Re:half the Gflops, 64 cores, 80% lower cost, 5 wa by citizenr · 2013-07-23 11:00 · Score: 2

The only problem is you cant run GPU standalone.
There was one project by someone who reverse engineered old Radeon HD2400
http://www.edaboard.com/thread236934.html
http://www.flickr.com/photos/73923873@N05/sets/72157631771354007/
but that guy deleted his git repo before publishing the news blurp and some photos and they quickly shut up about it.

I would love to be able to use GPU cards standalone for Vision projects, or just as a openCL accelerators for embedded systems.

--
Who logs in to gdm? Not I, said the duck.

Re:half the Gflops, 64 cores, 80% lower cost, 5 wa by clong83 · 2013-07-23 11:53 · Score: 1

That, and GPU computing really only gives that kind of performance for a few types of problems. Namely, if you are able to structure your data arrays in memory in such a way that a GPU can operate on it efficiently. If you are solving nasty PDEs on an unstructured mesh, it's very difficult to do this. In that case, a GPU is pretty worthless. I don't know how these parallella boards work, but hopefully they would be a bit more versatile.

Re:half the Gflops, 64 cores, 80% lower cost, 5 wa by Rockoon · 2013-07-23 12:30 · Score: 2

I don't know how these parallella boards work, but hopefully they would be a bit more versatile.

There is almost no chance that a $100 board can be designed to have a memory interface that can keep 64 cores well fed at this point in time. They have almost certainly chosen low latency cache model over high bandwidth cache model due to this, so this product will probably only perform well on highly computational problems that dont require much memory - in other words none of the problems that GPU's struggle with will likely be any better on it.

--
"His name was James Damore."

Re:half the Gflops, 64 cores, 80% lower cost, 5 wa by clong83 · 2013-07-23 12:45 · Score: 1

"There is almost no chance that a $100 board can be designed to have a memory interface that can keep 64 cores well fed at this point in time. "

• **Given request**
Print the forum thread above about GPU computing and parallella boards word for word, from start to finish.

• **Records shown**
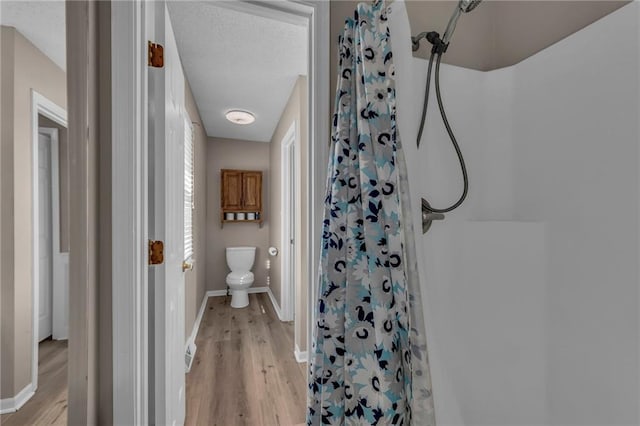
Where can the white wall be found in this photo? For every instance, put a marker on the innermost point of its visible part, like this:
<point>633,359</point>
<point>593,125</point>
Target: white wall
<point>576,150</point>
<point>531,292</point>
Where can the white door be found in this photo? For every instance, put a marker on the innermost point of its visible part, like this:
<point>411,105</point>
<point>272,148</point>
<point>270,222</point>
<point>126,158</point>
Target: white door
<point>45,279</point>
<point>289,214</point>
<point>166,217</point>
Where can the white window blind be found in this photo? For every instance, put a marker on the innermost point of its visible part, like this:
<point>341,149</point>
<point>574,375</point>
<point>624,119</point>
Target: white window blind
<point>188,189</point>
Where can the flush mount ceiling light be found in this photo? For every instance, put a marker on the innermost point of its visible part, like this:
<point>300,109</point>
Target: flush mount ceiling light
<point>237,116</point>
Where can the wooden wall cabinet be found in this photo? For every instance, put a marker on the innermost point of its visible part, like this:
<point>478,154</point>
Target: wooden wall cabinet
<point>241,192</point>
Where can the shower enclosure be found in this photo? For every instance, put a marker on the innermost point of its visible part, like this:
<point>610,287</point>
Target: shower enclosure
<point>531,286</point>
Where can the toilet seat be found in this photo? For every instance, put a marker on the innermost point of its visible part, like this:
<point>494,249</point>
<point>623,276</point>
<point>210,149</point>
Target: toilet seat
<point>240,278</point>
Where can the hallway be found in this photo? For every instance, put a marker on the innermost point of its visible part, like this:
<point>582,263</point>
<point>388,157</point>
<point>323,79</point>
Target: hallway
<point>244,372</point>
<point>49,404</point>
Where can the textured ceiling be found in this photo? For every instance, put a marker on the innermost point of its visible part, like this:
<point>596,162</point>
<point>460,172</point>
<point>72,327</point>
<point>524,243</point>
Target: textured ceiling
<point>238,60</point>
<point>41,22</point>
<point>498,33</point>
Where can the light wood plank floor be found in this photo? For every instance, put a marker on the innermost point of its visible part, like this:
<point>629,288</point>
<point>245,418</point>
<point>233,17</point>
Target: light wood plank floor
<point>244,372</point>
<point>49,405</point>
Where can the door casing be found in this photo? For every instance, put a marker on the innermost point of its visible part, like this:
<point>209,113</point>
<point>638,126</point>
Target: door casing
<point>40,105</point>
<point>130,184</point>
* * *
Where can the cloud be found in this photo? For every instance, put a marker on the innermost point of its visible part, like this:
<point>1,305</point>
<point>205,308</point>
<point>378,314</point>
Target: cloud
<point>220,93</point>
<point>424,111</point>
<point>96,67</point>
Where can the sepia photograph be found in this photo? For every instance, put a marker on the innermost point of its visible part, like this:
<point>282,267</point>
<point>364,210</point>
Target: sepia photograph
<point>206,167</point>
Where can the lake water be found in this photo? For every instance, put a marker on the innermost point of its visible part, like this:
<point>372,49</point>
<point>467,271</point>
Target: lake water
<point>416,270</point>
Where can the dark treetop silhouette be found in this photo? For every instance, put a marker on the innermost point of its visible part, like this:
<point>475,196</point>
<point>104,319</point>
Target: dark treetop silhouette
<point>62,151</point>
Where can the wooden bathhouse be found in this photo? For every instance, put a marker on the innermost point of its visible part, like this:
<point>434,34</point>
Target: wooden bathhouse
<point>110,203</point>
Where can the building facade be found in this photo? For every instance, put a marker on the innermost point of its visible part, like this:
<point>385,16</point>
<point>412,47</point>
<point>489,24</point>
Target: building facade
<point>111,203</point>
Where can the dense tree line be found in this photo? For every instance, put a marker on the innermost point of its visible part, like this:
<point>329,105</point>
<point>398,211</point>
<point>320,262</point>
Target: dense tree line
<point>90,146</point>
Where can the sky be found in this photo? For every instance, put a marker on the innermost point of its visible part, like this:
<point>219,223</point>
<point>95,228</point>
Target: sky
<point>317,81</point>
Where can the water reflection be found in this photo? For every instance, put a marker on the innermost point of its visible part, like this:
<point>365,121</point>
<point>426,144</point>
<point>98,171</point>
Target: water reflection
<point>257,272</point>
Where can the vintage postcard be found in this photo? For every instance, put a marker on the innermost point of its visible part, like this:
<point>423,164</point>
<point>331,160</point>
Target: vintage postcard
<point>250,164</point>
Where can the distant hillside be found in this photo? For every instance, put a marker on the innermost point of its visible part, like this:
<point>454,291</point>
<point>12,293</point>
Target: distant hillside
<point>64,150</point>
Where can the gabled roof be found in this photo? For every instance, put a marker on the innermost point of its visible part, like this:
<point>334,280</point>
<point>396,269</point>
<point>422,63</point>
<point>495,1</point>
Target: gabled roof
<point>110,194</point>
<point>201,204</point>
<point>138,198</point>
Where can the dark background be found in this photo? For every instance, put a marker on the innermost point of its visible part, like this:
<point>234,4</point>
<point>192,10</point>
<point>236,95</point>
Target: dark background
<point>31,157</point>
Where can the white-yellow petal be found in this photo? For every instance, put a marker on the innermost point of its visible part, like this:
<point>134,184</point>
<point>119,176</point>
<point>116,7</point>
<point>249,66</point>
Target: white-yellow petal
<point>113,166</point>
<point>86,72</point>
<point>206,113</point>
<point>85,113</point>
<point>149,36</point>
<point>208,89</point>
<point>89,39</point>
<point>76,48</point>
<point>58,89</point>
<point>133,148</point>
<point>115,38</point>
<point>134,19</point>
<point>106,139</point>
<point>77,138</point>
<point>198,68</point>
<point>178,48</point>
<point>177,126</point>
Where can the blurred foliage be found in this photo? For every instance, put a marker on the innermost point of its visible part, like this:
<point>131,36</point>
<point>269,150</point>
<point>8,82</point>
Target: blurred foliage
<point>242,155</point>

• **Answer to this exercise**
Re:half the Gflops, 64 cores, 80% lower cost, 5 wa by citizenr · 2013-07-23 11:00 · Score: 2

The only problem is you cant run GPU standalone.
There was one project by someone who reverse engineered old Radeon HD2400
http://www.edaboard.com/thread236934.html
http://www.flickr.com/photos/73923873@N05/sets/72157631771354007/
but that guy deleted his git repo before publishing the news blurp and some photos and they quickly shut up about it.

I would love to be able to use GPU cards standalone for Vision projects, or just as a openCL accelerators for embedded systems.

--
Who logs in to gdm? Not I, said the duck.

Re:half the Gflops, 64 cores, 80% lower cost, 5 wa by clong83 · 2013-07-23 11:53 · Score: 1

That, and GPU computing really only gives that kind of performance for a few types of problems. Namely, if you are able to structure your data arrays in memory in such a way that a GPU can operate on it efficiently. If you are solving nasty PDEs on an unstructured mesh, it's very difficult to do this. In that case, a GPU is pretty worthless. I don't know how these parallella boards work, but hopefully they would be a bit more versatile.

Re:half the Gflops, 64 cores, 80% lower cost, 5 wa by Rockoon · 2013-07-23 12:30 · Score: 2

I don't know how these parallella boards work, but hopefully they would be a bit more versatile.

There is almost no chance that a $100 board can be designed to have a memory interface that can keep 64 cores well fed at this point in time. They have almost certainly chosen low latency cache model over high bandwidth cache model due to this, so this product will probably only perform well on highly computational problems that dont require much memory - in other words none of the problems that GPU's struggle with will likely be any better on it.

--
"His name was James Damore."

Re:half the Gflops, 64 cores, 80% lower cost, 5 wa by clong83 · 2013-07-23 12:45 · Score: 1

"There is almost no chance that a $100 board can be designed to have a memory interface that can keep 64 cores well fed at this point in time. "